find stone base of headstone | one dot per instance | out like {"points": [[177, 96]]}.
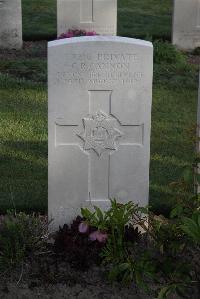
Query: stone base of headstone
{"points": [[100, 91]]}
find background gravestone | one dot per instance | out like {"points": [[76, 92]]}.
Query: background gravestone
{"points": [[10, 24], [90, 15], [186, 24], [100, 93]]}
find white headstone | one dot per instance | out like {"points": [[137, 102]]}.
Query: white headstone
{"points": [[91, 15], [10, 24], [186, 24], [100, 94]]}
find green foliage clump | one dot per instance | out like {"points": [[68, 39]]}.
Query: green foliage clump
{"points": [[20, 235], [157, 255]]}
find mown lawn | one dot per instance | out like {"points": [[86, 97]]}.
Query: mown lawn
{"points": [[23, 106], [136, 18]]}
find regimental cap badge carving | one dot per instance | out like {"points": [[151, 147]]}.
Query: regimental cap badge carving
{"points": [[100, 133]]}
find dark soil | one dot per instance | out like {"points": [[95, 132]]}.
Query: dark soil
{"points": [[70, 267]]}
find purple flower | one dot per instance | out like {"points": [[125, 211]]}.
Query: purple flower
{"points": [[83, 227], [98, 236], [76, 32]]}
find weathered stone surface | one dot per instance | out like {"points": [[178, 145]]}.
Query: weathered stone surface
{"points": [[99, 123], [10, 24], [186, 24], [90, 15]]}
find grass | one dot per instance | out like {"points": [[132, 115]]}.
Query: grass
{"points": [[136, 18], [23, 128], [23, 106], [23, 149]]}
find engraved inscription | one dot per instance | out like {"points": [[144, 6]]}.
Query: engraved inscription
{"points": [[100, 68], [100, 133]]}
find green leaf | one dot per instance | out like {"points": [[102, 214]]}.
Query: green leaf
{"points": [[177, 211]]}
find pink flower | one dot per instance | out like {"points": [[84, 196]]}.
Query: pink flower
{"points": [[98, 236], [90, 33], [83, 227]]}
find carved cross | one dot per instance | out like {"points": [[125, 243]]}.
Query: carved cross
{"points": [[100, 136], [86, 11]]}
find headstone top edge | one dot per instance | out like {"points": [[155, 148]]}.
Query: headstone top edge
{"points": [[82, 39]]}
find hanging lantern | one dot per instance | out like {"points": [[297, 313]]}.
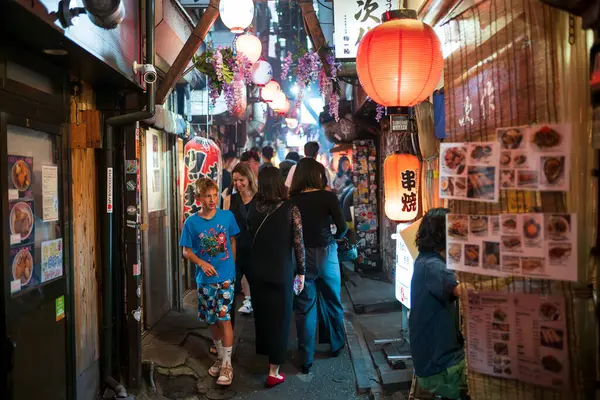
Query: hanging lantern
{"points": [[399, 63], [401, 186], [250, 46], [236, 14], [261, 73], [270, 91]]}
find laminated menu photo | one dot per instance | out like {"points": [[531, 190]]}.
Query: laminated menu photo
{"points": [[469, 171], [518, 336], [535, 157], [534, 245]]}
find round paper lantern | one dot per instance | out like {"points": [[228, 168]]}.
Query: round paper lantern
{"points": [[261, 73], [399, 63], [250, 46], [270, 91], [236, 14], [401, 186]]}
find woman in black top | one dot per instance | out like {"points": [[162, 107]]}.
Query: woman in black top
{"points": [[276, 227], [319, 208], [244, 182]]}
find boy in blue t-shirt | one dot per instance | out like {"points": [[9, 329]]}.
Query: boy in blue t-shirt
{"points": [[208, 240]]}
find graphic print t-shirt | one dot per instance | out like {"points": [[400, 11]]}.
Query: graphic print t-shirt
{"points": [[210, 239]]}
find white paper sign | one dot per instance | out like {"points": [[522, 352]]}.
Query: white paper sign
{"points": [[49, 193], [470, 171], [352, 19], [542, 246]]}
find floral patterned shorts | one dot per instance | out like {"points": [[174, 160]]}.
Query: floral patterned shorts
{"points": [[215, 301]]}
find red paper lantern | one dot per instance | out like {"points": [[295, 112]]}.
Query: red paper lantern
{"points": [[399, 63], [250, 46], [401, 186]]}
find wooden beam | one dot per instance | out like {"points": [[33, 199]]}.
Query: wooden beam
{"points": [[188, 50]]}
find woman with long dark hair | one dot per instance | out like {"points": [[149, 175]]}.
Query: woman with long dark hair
{"points": [[274, 274], [319, 208], [436, 343]]}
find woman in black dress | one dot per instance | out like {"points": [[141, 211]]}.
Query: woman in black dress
{"points": [[276, 226], [322, 294]]}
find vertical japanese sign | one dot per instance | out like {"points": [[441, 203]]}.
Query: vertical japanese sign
{"points": [[351, 20]]}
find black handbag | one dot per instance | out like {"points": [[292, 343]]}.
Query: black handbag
{"points": [[346, 250]]}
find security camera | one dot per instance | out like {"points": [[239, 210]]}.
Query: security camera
{"points": [[147, 70]]}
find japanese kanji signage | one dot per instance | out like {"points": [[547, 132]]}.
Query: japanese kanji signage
{"points": [[352, 19]]}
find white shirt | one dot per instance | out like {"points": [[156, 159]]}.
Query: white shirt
{"points": [[290, 177]]}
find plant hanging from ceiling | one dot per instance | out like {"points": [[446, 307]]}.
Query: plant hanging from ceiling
{"points": [[309, 69], [226, 73]]}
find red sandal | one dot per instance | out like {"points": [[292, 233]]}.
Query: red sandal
{"points": [[273, 381]]}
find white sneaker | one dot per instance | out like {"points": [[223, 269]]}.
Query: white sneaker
{"points": [[246, 307]]}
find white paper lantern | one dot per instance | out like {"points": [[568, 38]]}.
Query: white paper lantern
{"points": [[250, 46], [236, 14], [262, 72]]}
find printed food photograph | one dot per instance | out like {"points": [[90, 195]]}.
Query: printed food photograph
{"points": [[454, 160], [559, 254], [472, 255], [527, 178], [21, 220], [558, 227], [552, 338], [481, 183], [510, 263], [511, 138], [455, 252], [491, 255], [23, 266], [458, 226], [507, 178], [480, 154], [553, 169], [478, 225], [549, 312], [546, 138], [532, 265], [21, 175]]}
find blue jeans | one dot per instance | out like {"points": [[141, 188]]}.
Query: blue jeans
{"points": [[321, 296]]}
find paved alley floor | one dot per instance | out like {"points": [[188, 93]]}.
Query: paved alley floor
{"points": [[179, 345]]}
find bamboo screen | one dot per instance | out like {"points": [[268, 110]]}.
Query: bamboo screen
{"points": [[518, 62]]}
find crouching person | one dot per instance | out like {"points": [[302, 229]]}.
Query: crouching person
{"points": [[208, 240]]}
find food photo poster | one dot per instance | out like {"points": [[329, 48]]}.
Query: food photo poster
{"points": [[536, 157], [518, 336], [541, 246], [470, 171]]}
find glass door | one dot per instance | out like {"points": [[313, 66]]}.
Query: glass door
{"points": [[34, 219]]}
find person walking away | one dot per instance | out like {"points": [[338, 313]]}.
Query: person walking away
{"points": [[311, 150], [239, 203], [275, 273], [267, 157], [208, 240], [343, 177], [319, 209], [286, 165], [436, 343]]}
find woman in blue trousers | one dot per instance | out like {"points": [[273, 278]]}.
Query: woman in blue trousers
{"points": [[319, 209]]}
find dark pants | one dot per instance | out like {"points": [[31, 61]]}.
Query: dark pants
{"points": [[320, 297]]}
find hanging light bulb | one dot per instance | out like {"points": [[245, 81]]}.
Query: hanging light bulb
{"points": [[250, 46], [269, 91], [236, 14], [261, 73]]}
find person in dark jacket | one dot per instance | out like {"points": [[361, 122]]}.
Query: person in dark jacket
{"points": [[436, 343], [319, 208]]}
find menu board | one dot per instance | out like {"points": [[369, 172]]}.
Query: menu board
{"points": [[535, 157], [543, 246], [470, 171], [518, 336]]}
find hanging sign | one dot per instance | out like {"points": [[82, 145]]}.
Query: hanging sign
{"points": [[351, 20]]}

+===+

### To be done
Reproduce the data word for word, excluding its pictures.

### The result
find stone base of headstone | one dot per instance | out like {"points": [[177, 96]]}.
Query: stone base of headstone
{"points": [[100, 91]]}
find background gravestone | one dot per instance | out like {"points": [[76, 92]]}.
Query: background gravestone
{"points": [[10, 24], [90, 15], [186, 24], [100, 93]]}
find white headstone | one dot per instance | out like {"points": [[137, 102]]}.
Query: white headstone
{"points": [[91, 15], [10, 24], [186, 24], [100, 94]]}
find green foliage clump | one dot per instance | out like {"points": [[68, 39]]}.
Query: green foliage clump
{"points": [[20, 235], [157, 255]]}
find mown lawn | one dot per instance | out like {"points": [[86, 97]]}.
Query: mown lawn
{"points": [[23, 106], [136, 18]]}
find regimental cap badge carving | one dot per instance | out like {"points": [[151, 147]]}.
Query: regimental cap badge carving
{"points": [[100, 133]]}
find dark soil | one dot per instance | out like {"points": [[95, 132]]}.
Query: dark soil
{"points": [[70, 267]]}
find purple flower | one dot per instance | out like {"points": [[125, 211]]}.
Query: purple flower
{"points": [[83, 227], [98, 236], [76, 32]]}
find weathered stone surface | one dot per instance | out like {"points": [[178, 145]]}.
Query: weathered stone surface
{"points": [[99, 123], [10, 24], [186, 24], [90, 15]]}
find grass | one dot per instance | out like {"points": [[132, 115]]}.
Query: grass
{"points": [[136, 18], [23, 128], [23, 106], [23, 149]]}
find engraved inscription | one dot per instance | out like {"points": [[144, 6]]}.
Query: engraved inscription
{"points": [[100, 68], [100, 133]]}
find green leaf | one dot per instance | out like {"points": [[102, 214]]}.
Query: green leaf
{"points": [[177, 211]]}
find pink flower | one dot per instance | out like {"points": [[84, 196]]}.
Query: pink flower
{"points": [[98, 236], [90, 33], [83, 227]]}
find carved cross | one dot per instance | out like {"points": [[125, 243]]}.
Query: carved cross
{"points": [[100, 136], [86, 11]]}
find headstone top edge | one dot per instance | out like {"points": [[155, 148]]}.
Query: headstone top edge
{"points": [[82, 39]]}
find hanging lantern | one dot per instance | out like {"points": [[297, 313]]}.
Query: hanging lantern
{"points": [[399, 63], [401, 186], [250, 46], [236, 14], [261, 73], [270, 91]]}
find laminated menu photo | one dot per instance | out like {"points": [[531, 190]]}.
Query: laminated menu photo
{"points": [[469, 171], [518, 336], [535, 157], [534, 245]]}
find round paper lantern | one dot per instance | out like {"points": [[228, 168]]}.
Query: round paper lantern
{"points": [[261, 73], [399, 63], [250, 46], [270, 91], [236, 14], [401, 186]]}
find woman in black top | one dot per instance | out like {"points": [[162, 107]]}.
Query: woman in black top
{"points": [[276, 227], [319, 208], [244, 182]]}
find boy in blue t-shirt | one dot per instance | out like {"points": [[9, 329]]}.
Query: boy in blue t-shirt
{"points": [[208, 240]]}
find graphic print t-shirt | one dot per instance | out like {"points": [[400, 11]]}.
Query: graphic print t-shirt
{"points": [[210, 239]]}
find white paper sign | one dot per instance | out like {"points": [[522, 352]]}.
Query: white paper sign
{"points": [[49, 193], [470, 171], [352, 19], [542, 246]]}
find floral patterned shorts | one dot per instance | out like {"points": [[174, 160]]}.
Query: floral patterned shorts
{"points": [[215, 301]]}
find red paper lantern | one dot per instance | out like {"points": [[295, 112]]}.
Query: red paper lantern
{"points": [[399, 63], [250, 46], [401, 186]]}
find wooden beam | one dot per instance | out like {"points": [[33, 199]]}.
Query: wooden beam
{"points": [[188, 50]]}
find woman with long dark hair | one dot per instance | out like {"points": [[149, 175]]}.
Query: woman with long dark hair
{"points": [[274, 274], [319, 208], [436, 343]]}
find woman in black dress | one dot per instance | out like {"points": [[141, 211]]}.
Query: woman in black dress
{"points": [[276, 226], [322, 294]]}
find vertical japanese sign | one dot per instance | out like {"points": [[441, 203]]}.
Query: vertical japanese sign
{"points": [[351, 20]]}
find black handbag | one dot per instance | out like {"points": [[292, 343]]}.
Query: black handbag
{"points": [[346, 250]]}
find security camera | one dot per instance | out like {"points": [[239, 210]]}.
Query: security camera
{"points": [[147, 70]]}
find japanese kanji signage | one dot per instance | out like {"points": [[547, 132]]}.
Query: japanese kanji signage
{"points": [[352, 19]]}
find white shirt | one dot per instance | out like {"points": [[156, 159]]}.
Query: white shirt
{"points": [[290, 177]]}
find plant hanging from ceiling | one dot per instance | out like {"points": [[446, 307]]}.
Query: plant hanging from ceiling
{"points": [[309, 69], [226, 73]]}
find red sandal | one dot per instance | out like {"points": [[292, 233]]}.
Query: red sandal
{"points": [[273, 381]]}
find white sneaker | one dot per instance | out like {"points": [[223, 269]]}.
Query: white sneaker
{"points": [[246, 307]]}
find white paper lantern | one dot per instance | out like {"points": [[568, 38]]}.
Query: white paper lantern
{"points": [[250, 46], [236, 14], [262, 72]]}
find printed food photograph | one dot per instance | out like {"points": [[90, 195]]}.
Query: printed food photograph
{"points": [[454, 160], [559, 254], [472, 255], [527, 178], [21, 220], [558, 227], [552, 338], [481, 183], [510, 263], [511, 138], [455, 252], [491, 255], [23, 266], [458, 226], [507, 178], [480, 154], [553, 169], [478, 225], [549, 312], [546, 138], [532, 265], [21, 175]]}
find blue jeans | one dot per instance | out like {"points": [[141, 188]]}.
Query: blue jeans
{"points": [[321, 296]]}
find paved alley floor | one dot per instance | out like {"points": [[188, 93]]}.
Query: paved alley floor
{"points": [[179, 345]]}
find bamboo screen | one dot per instance | out like {"points": [[268, 110]]}.
Query: bamboo screen
{"points": [[518, 62]]}
find crouching person | one dot per instance | out like {"points": [[302, 229]]}.
Query: crouching person
{"points": [[208, 240]]}
find food photo poster | one dot per instance | out like {"points": [[329, 48]]}.
Query: food photo poster
{"points": [[536, 157], [518, 336], [541, 246], [470, 171]]}
find glass door | one dot per instance | out like {"points": [[313, 66]]}.
Query: glass door
{"points": [[34, 219]]}
find person walking away | one dot per instance | out like {"points": [[338, 313]]}.
Query: person walking away
{"points": [[311, 150], [239, 203], [275, 273], [267, 157], [208, 240], [343, 177], [319, 209], [286, 165], [436, 343]]}
find woman in blue trousers | one dot per instance | out like {"points": [[273, 278]]}.
Query: woman in blue trousers
{"points": [[319, 209]]}
find dark pants | one dot per instance | out like {"points": [[31, 61]]}.
Query: dark pants
{"points": [[320, 297]]}
find hanging light bulb | one dot per instance | out like {"points": [[245, 81]]}.
Query: hanging light bulb
{"points": [[250, 46], [269, 91], [236, 14], [261, 73]]}
find person in dark jacket | one dot per instance | out like {"points": [[361, 122]]}.
Query: person in dark jacket
{"points": [[436, 343], [319, 208]]}
find menu board | one dot per instance | out like {"points": [[369, 172]]}.
Query: menu board
{"points": [[535, 157], [543, 246], [470, 171], [518, 336]]}
find hanging sign | one dot per instance | out like {"points": [[82, 145]]}.
Query: hanging sign
{"points": [[351, 20]]}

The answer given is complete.